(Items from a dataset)

========================================

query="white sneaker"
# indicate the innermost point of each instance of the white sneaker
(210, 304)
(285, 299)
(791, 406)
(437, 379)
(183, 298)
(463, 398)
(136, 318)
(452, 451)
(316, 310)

========================================

Reproduce the data above line for line, with no changes.

§ Full solution
query="white sneaker"
# indicate the innermost point of each instance of the white sneaker
(210, 304)
(285, 299)
(791, 406)
(437, 379)
(183, 298)
(463, 398)
(136, 318)
(452, 451)
(316, 310)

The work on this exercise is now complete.